Description of the task: Return, from the lines below, each one that includes the word "kitchen".

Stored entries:
- - - - - - -
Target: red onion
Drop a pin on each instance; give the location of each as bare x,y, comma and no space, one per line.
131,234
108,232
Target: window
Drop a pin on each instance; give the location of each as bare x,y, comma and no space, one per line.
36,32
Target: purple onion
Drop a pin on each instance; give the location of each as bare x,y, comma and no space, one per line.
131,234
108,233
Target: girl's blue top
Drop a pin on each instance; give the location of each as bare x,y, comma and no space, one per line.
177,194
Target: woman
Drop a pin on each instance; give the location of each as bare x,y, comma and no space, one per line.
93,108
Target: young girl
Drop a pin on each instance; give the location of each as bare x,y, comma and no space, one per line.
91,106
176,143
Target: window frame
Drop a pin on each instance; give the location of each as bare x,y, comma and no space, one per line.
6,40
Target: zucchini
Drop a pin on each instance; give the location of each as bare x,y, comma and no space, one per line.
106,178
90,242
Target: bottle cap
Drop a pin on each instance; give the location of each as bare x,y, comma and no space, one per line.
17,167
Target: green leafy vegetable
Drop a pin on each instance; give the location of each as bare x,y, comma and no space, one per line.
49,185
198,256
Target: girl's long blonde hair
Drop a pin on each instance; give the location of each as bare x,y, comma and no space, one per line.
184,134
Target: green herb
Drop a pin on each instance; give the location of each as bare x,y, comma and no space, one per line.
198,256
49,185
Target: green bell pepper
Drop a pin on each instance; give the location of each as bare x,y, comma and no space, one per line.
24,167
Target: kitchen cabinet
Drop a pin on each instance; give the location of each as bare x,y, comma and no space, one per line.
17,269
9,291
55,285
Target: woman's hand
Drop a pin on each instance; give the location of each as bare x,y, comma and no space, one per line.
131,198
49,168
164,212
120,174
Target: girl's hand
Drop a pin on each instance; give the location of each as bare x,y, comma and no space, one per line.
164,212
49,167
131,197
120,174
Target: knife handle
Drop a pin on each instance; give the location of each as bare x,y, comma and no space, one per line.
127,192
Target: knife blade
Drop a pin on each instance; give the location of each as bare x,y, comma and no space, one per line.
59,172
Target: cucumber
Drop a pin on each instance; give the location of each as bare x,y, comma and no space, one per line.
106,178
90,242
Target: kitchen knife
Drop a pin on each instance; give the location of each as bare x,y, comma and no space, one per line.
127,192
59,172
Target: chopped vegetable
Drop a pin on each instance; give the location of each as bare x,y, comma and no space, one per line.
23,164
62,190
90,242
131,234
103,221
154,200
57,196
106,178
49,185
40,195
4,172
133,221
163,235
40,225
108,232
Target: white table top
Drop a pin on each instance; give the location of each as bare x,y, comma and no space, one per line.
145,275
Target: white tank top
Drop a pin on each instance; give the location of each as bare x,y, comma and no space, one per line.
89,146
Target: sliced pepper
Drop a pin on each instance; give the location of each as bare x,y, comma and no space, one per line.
- - - - - - -
Exercise answer:
Target: kitchen cabinet
Target: kitchen knife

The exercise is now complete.